Stored rows:

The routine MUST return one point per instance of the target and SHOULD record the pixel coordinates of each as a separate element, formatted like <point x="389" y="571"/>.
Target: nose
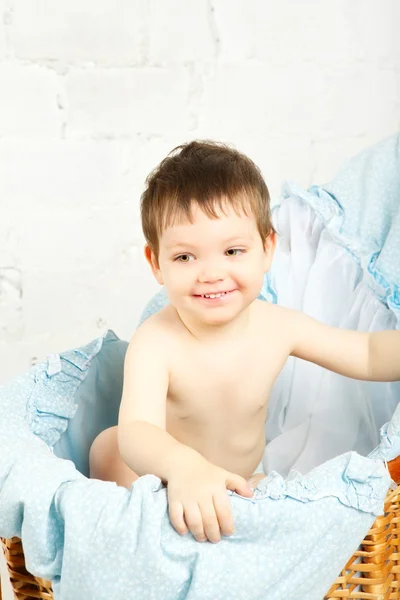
<point x="211" y="273"/>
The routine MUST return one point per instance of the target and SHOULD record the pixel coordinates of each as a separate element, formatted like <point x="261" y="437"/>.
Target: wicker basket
<point x="372" y="573"/>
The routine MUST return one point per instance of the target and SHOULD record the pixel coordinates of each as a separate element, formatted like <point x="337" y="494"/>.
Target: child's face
<point x="212" y="256"/>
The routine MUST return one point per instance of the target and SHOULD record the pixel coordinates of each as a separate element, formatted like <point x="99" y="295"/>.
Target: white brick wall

Prompt:
Render every line of the listing above as a numbered list, skipping blank lines and omitting the pictures.

Result of the exercise:
1. The routine MUST return one point per instance of the target and SHOULD record the pixel coordinates of each as a separate element, formatted like <point x="389" y="571"/>.
2. Target: nose
3. <point x="211" y="273"/>
4. The routine MUST return one point per instance of the target and SHOULD record the pixel coordinates of each as a separate element, formatted like <point x="261" y="437"/>.
5. Target: wicker basket
6. <point x="372" y="573"/>
7. The routine MUST return one point per instance of the target and SHOULD record the pixel coordinates of each as a separate element, formatted like <point x="337" y="494"/>.
8. Target: child's face
9. <point x="212" y="256"/>
10. The routine MUST return one point per instance of the target and SHOULD record the pixel coordinates of each as a separate element, formatted like <point x="99" y="295"/>.
11. Target: white brick wall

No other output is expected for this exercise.